====== Document passage ======

Reputation: 105
I have a question about shortestPath algorithm in neo4j.
If I have a graph with 10^6 nodes and each node has 1000 relationships, searching for the shortest path up to 4 levels, must search for 1000*1000*1000*1000=10^12 nodes that is higher than total nodes. The reason is that some nodes are repeated during search. My question is that in neo4j shortestPath algorithm, this search takes time of touching 10^6 nodes or 10^12 nodes. In other words, does it mark up nodes that are already searched to not search them again?
Thanks
Upvotes: 1
Views: 276
Reputation: 30397
I don't believe that kind of pruning is used. In Cypher, the default uniqueness for traversals is RELATIONSHIP_PATH: within each path, a relationship must be unique, they can't be reused.
You might try using either the shortestPath proc in the Graph Algorithms project or one of APOC Procedures' path expander procs instead.
With APOC path expanders, you can either set the uniqueness yourself to NODE_GLOBAL (which prevents processing of the same nodes multiple times during all expansions), or use one of the procs that already does this under the hood (subgraphNodes()
, subgraphAll()
, or spanningTree()
).
The gotchas (at the moment) with APOC are that you can't currently supply the end nodes of the expansion (you'll have to expand out to nodes with certain defined labels and filter your results after with a WHERE clause), and expansions only go in one direction (from start node out) instead of bi-directional (such as from cypher's shortestPath()), so you won't realize any efficiency improvements that can happen from expanding from the other direction.
I currently have a PR on APOC to supply known end nodes of the expansion, so that should make it into the next APOC release (within the next week or so).
Upvotes: 1

====== Record list ======

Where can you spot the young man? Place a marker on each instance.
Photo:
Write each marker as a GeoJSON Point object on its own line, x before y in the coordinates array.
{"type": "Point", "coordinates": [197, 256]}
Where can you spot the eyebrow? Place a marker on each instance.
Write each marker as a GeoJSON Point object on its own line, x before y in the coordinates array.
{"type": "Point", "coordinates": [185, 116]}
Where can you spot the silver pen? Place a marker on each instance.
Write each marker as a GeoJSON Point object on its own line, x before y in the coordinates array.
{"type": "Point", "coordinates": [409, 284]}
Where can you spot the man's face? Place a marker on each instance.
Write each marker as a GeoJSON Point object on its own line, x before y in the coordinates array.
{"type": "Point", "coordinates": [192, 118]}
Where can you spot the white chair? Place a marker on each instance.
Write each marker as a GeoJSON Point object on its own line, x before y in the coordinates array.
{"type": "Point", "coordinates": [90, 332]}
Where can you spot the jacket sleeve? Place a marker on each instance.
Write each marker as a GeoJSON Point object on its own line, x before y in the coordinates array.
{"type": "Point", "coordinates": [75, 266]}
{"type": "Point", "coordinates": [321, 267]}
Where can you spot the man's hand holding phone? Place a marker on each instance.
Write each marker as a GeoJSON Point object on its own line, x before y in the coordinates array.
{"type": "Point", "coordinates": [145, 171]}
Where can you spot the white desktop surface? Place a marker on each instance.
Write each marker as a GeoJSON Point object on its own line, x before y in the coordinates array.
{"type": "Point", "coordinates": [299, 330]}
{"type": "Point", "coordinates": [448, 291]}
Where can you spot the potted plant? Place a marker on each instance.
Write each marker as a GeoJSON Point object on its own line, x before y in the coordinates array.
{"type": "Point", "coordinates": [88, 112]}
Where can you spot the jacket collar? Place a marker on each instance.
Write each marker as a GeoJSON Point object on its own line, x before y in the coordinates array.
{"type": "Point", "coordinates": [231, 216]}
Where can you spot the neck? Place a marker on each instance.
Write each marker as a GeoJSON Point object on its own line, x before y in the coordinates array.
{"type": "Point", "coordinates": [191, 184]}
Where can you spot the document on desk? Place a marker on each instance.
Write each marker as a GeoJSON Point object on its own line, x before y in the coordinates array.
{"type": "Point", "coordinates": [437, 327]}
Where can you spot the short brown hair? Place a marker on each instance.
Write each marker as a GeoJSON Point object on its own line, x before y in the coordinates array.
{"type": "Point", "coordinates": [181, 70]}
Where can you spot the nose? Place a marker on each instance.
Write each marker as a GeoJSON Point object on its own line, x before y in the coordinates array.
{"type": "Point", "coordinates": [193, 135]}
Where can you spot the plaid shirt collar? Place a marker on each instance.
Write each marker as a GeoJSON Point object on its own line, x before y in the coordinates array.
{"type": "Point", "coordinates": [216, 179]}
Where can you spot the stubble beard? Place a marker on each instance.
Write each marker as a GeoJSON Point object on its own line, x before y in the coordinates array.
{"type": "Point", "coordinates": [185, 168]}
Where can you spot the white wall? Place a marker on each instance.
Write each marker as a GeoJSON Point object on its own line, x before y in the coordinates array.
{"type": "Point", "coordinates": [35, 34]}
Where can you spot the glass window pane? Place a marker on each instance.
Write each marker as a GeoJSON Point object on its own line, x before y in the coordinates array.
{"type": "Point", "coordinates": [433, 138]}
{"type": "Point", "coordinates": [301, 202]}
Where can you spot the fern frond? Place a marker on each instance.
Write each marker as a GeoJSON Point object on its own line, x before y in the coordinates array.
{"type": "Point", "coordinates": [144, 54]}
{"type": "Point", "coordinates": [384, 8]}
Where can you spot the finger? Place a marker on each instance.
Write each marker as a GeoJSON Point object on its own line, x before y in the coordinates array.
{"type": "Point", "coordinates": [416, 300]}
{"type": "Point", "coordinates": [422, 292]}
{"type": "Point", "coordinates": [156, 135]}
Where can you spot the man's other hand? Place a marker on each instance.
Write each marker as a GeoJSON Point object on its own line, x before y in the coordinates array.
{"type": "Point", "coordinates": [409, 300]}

======

§ **Tasks for this exercise**
• a. Repeat everything in the neo4j forum thread from "If I have a" down to "can't be reused.", word for word.
• b. Pull out every line of the entries that contains the string "hand", treating uppercase and lowercase as different.
The neo4j forum thread and the entries are unrelated material.

§ **Answers for the tasks**
• a.
If I have a graph with 10^6 nodes and each node has 1000 relationships, searching for the shortest path up to 4 levels, must search for 1000*1000*1000*1000=10^12 nodes that is higher than total nodes. The reason is that some nodes are repeated during search. My question is that in neo4j shortestPath algorithm, this search takes time of touching 10^6 nodes or 10^12 nodes. In other words, does it mark up nodes that are already searched to not search them again?
Thanks
Upvotes: 1
Views: 276
Reputation: 30397
I don't believe that kind of pruning is used. In Cypher, the default uniqueness for traversals is RELATIONSHIP_PATH: within each path, a relationship must be unique, they can't be reused.

• b.
Where can you spot the man's hand holding phone? Place a marker on each instance.
Where can you spot the man's other hand? Place a marker on each instance.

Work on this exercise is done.